[GIVEN PASSAGE — start]
UNIVERSITY PARK, Pa. — Over the centuries, many unexpected things have come to the U.S. from Germany and caught on — lager beer, sauerkraut, bratwurst and the Volkswagen Beetle are a few that come to mind.
But don’t necessarily expect the novel strain of E. coli that is responsible for more than 2,800 cases of illness and 27 deaths in Germany to show up immediately in this country, advises a foodborne-disease expert in Penn State’s College of Agricultural Sciences.
Because the U.S. imports just 2 percent of its food from Europe, and outbreak-related export bans of fresh foods are in place, it is unlikely that the current outbreak strain of bacteria will arrive here from Germany, according to Edward Dudley, assistant professor of food science, who studies the biology and evolution of pathogens that contaminate food.
“But that doesn’t mean we won’t see something similar at some point in time,” he said. “The E. coli strain that is causing the outbreak of illness in Germany has been called a ‘superbug,’ but I don’t like that term because it is sensationalistic. This is not something that was completely unexpected, in retrospect, and it is not accurate to say that we don’t understand it.”
The most notable aspect of the German outbreak is that it is caused by a new strain of E. coli that possesses genetic material and traits of two well-known pathogens, making this organism extremely pathogenic, Dudley noted.
[GIVEN PASSAGE — finish]
▶ _PROBLEM REQUIREMENTS_: Reproduce the part of the article on the German E. coli outbreak starting with "UNIVERSITY PARK, Pa." and going on through "that contaminate food.". The records that come next are separate material, unrelated to the article on the German E. coli outbreak.
[EXTRACTED INFORMATION — start]
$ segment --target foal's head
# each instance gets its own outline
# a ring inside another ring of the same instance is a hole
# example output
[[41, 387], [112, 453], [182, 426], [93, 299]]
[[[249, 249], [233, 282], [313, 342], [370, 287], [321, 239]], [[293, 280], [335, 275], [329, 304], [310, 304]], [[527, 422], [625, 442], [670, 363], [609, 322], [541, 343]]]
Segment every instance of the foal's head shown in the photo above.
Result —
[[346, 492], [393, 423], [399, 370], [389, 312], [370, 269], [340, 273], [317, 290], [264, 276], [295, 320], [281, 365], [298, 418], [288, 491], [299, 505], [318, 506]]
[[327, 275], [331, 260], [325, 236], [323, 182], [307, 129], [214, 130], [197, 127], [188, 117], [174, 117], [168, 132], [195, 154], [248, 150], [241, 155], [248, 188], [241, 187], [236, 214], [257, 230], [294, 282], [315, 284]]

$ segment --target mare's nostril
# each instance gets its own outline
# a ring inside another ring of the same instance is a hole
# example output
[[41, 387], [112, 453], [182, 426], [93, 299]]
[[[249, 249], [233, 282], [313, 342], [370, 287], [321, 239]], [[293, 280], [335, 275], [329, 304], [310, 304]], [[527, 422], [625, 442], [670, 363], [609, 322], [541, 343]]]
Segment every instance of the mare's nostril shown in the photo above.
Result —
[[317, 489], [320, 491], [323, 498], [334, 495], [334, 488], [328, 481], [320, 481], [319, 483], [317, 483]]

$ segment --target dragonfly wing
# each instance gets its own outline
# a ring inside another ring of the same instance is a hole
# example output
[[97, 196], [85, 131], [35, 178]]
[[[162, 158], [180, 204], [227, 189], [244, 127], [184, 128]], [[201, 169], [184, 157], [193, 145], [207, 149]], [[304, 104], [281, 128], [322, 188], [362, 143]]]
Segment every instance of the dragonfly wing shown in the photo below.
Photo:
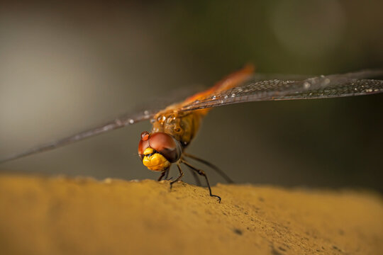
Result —
[[239, 86], [183, 106], [183, 110], [271, 100], [308, 99], [367, 95], [383, 92], [383, 69], [315, 76], [301, 80], [253, 78]]
[[154, 116], [154, 115], [155, 115], [155, 113], [160, 110], [162, 110], [166, 106], [175, 102], [178, 102], [180, 100], [184, 99], [187, 96], [195, 94], [199, 89], [201, 88], [199, 88], [199, 86], [193, 88], [186, 87], [177, 89], [170, 93], [167, 93], [166, 96], [156, 96], [155, 98], [152, 98], [149, 100], [150, 101], [150, 105], [155, 106], [149, 108], [150, 110], [148, 108], [147, 106], [142, 106], [130, 113], [127, 113], [121, 117], [114, 118], [108, 123], [104, 123], [95, 128], [88, 129], [75, 135], [55, 140], [45, 144], [37, 146], [20, 154], [16, 154], [11, 157], [0, 159], [0, 164], [34, 154], [54, 149], [72, 142], [81, 141], [84, 139], [104, 133], [108, 131], [114, 130], [120, 128], [123, 128], [125, 126], [136, 123], [138, 122], [150, 119]]

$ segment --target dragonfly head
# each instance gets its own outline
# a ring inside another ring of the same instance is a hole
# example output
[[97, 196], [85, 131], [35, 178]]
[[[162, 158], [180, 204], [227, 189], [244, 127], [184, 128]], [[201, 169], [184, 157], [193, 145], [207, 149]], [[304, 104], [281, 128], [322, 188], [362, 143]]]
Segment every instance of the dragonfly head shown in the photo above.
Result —
[[138, 154], [143, 164], [152, 171], [164, 171], [177, 162], [182, 152], [181, 144], [165, 132], [144, 131], [138, 144]]

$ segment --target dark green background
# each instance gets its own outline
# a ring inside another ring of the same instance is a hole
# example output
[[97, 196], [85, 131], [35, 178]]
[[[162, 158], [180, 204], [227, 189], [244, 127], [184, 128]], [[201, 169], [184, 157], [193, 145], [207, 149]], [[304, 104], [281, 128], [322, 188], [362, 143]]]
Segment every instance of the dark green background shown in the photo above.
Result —
[[[150, 106], [177, 88], [211, 86], [247, 62], [260, 72], [299, 74], [382, 67], [382, 3], [1, 2], [0, 154]], [[189, 152], [238, 183], [382, 191], [382, 99], [218, 108]], [[138, 123], [0, 169], [155, 178], [136, 154], [150, 129]], [[212, 183], [223, 181], [206, 170]]]

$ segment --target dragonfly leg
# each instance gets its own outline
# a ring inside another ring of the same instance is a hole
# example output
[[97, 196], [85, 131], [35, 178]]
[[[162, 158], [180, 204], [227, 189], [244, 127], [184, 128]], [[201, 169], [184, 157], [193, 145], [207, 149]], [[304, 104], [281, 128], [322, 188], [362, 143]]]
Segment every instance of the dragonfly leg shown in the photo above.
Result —
[[179, 175], [178, 176], [178, 177], [177, 177], [177, 178], [174, 181], [172, 181], [170, 182], [170, 188], [172, 188], [172, 186], [174, 183], [176, 183], [178, 181], [179, 181], [181, 179], [181, 178], [182, 178], [182, 176], [184, 176], [184, 172], [182, 171], [182, 169], [181, 169], [181, 167], [179, 166], [179, 164], [177, 164], [177, 167], [178, 167], [178, 171], [179, 171]]
[[210, 196], [217, 198], [218, 200], [218, 202], [221, 203], [221, 197], [219, 196], [213, 195], [213, 193], [211, 193], [211, 188], [210, 188], [210, 183], [209, 182], [209, 179], [207, 178], [206, 174], [205, 174], [205, 172], [203, 170], [198, 169], [195, 168], [194, 166], [192, 166], [190, 164], [189, 164], [188, 162], [187, 162], [184, 160], [182, 160], [181, 162], [184, 164], [185, 165], [187, 165], [187, 166], [188, 166], [191, 169], [192, 169], [192, 170], [195, 171], [196, 172], [197, 172], [198, 174], [205, 177], [205, 180], [206, 180], [206, 183], [208, 185], [208, 188], [209, 188], [209, 192]]
[[221, 176], [225, 180], [226, 180], [226, 181], [228, 183], [234, 183], [234, 181], [231, 179], [231, 178], [230, 178], [226, 174], [225, 174], [225, 172], [223, 172], [223, 171], [220, 169], [217, 166], [210, 163], [209, 162], [206, 161], [205, 159], [200, 159], [198, 157], [191, 155], [191, 154], [187, 154], [187, 153], [184, 153], [184, 156], [186, 156], [187, 157], [189, 157], [191, 159], [196, 160], [196, 161], [198, 161], [198, 162], [201, 162], [202, 164], [204, 164], [205, 165], [209, 166], [213, 170], [214, 170], [216, 172], [217, 172], [220, 176]]
[[194, 177], [194, 180], [196, 180], [196, 186], [201, 186], [201, 181], [199, 181], [199, 178], [198, 178], [198, 176], [196, 174], [196, 171], [191, 168], [189, 168], [190, 169], [190, 171], [192, 172], [192, 174], [193, 174], [193, 177]]

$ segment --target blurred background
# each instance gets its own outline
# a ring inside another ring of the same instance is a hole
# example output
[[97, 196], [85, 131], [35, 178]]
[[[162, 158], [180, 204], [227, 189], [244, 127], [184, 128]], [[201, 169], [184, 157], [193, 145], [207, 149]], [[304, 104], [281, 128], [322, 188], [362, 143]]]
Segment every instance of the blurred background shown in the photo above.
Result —
[[[1, 1], [1, 157], [150, 107], [179, 88], [211, 86], [247, 62], [298, 74], [383, 67], [382, 9], [380, 0]], [[382, 192], [382, 99], [217, 108], [189, 152], [240, 183]], [[150, 128], [140, 123], [0, 169], [157, 178], [137, 155]], [[211, 183], [223, 182], [206, 170]]]

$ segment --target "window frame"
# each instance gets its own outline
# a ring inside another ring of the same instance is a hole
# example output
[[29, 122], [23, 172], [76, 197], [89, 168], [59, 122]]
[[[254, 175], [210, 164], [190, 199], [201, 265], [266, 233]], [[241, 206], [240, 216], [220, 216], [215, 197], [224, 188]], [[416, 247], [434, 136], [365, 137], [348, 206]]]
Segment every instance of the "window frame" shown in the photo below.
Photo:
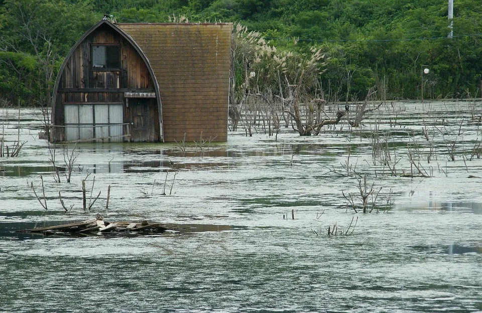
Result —
[[[105, 68], [100, 68], [100, 67], [94, 67], [94, 56], [93, 56], [93, 51], [94, 47], [96, 46], [104, 47], [105, 49], [104, 49], [104, 58], [105, 60]], [[107, 47], [117, 47], [118, 48], [118, 54], [117, 55], [118, 59], [118, 67], [107, 67], [107, 64], [108, 62], [107, 61]], [[90, 44], [90, 69], [91, 70], [94, 72], [102, 72], [102, 71], [120, 71], [120, 68], [122, 67], [121, 64], [121, 57], [120, 57], [120, 45], [118, 44], [113, 44], [113, 43], [92, 43]]]

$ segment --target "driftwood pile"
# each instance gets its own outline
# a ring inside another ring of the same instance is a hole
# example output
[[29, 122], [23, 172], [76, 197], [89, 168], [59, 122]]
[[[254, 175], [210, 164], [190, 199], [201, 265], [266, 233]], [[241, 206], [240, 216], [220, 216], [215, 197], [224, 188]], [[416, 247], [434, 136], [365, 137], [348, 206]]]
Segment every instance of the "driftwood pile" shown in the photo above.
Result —
[[77, 223], [71, 223], [48, 227], [38, 227], [31, 229], [19, 230], [23, 233], [37, 233], [46, 235], [55, 234], [70, 234], [78, 235], [102, 235], [107, 233], [116, 234], [135, 233], [149, 234], [162, 233], [167, 230], [175, 231], [160, 223], [149, 223], [145, 221], [141, 223], [134, 222], [113, 222], [109, 223], [104, 221], [100, 214], [95, 219]]

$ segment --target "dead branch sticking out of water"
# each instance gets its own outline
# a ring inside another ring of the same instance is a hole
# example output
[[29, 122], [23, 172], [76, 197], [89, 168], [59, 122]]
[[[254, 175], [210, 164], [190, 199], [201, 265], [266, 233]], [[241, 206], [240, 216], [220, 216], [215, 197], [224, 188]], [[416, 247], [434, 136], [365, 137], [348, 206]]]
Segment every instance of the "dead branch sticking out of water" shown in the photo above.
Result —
[EXTRACTED INFORMATION — finish]
▶ _ANSWER BELOW_:
UNIVERSITY PARK, Pa. — Over the centuries, many unexpected things have come to the U.S. from Germany and caught on — lager beer, sauerkraut, bratwurst and the Volkswagen Beetle are a few that come to mind.
But don’t necessarily expect the novel strain of E. coli that is responsible for more than 2,800 cases of illness and 27 deaths in Germany to show up immediately in this country, advises a foodborne-disease expert in Penn State’s College of Agricultural Sciences.
Because the U.S. imports just 2 percent of its food from Europe, and outbreak-related export bans of fresh foods are in place, it is unlikely that the current outbreak strain of bacteria will arrive here from Germany, according to Edward Dudley, assistant professor of food science, who studies the biology and evolution of pathogens that contaminate food.